Short task
Show each line of the listing that contains the word "trousers", copied in full.
──────── Records for this exercise
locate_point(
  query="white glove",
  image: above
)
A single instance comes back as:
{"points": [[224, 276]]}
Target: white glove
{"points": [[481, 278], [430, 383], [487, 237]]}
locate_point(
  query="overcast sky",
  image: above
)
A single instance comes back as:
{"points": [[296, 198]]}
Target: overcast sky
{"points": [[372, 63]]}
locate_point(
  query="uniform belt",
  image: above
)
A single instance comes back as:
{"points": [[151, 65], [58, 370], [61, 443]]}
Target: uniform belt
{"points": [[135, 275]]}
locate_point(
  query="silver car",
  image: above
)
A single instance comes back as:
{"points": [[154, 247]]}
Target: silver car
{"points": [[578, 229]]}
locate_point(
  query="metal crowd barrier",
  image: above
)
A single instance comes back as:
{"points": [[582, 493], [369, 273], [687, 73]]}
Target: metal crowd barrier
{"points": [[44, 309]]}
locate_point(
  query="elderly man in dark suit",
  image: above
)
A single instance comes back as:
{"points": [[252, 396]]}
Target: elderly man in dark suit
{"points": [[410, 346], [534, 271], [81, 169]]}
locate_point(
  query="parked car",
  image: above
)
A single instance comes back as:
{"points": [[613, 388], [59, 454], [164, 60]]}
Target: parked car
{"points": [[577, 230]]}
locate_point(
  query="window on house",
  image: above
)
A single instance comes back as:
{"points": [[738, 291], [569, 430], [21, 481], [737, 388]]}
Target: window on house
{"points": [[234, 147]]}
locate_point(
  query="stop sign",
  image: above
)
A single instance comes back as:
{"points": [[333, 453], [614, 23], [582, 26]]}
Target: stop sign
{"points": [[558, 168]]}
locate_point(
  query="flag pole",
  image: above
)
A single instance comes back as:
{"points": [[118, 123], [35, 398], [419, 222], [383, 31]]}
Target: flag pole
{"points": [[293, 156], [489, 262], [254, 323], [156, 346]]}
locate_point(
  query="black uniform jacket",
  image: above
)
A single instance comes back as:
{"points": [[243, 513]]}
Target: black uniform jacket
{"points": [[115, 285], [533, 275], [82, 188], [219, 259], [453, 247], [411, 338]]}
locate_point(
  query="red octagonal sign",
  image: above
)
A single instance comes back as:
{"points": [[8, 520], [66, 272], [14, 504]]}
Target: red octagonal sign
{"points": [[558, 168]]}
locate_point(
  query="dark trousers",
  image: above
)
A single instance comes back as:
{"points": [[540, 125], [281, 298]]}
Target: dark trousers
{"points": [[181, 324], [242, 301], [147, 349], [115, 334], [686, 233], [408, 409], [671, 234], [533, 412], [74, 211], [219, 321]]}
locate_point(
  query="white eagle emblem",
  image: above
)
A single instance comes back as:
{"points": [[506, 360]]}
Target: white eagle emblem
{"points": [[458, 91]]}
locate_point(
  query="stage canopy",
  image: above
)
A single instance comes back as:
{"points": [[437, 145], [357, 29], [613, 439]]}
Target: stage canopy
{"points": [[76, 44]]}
────────────────
──────── Records for this exercise
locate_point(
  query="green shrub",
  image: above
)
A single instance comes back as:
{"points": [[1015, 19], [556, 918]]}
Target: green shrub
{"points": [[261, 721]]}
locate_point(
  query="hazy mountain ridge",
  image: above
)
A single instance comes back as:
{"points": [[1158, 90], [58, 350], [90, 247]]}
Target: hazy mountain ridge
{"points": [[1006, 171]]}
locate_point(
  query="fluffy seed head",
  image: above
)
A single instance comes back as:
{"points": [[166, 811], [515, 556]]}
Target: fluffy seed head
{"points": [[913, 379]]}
────────────────
Output for this exercise
  query="dark trousers",
Target: dark trousers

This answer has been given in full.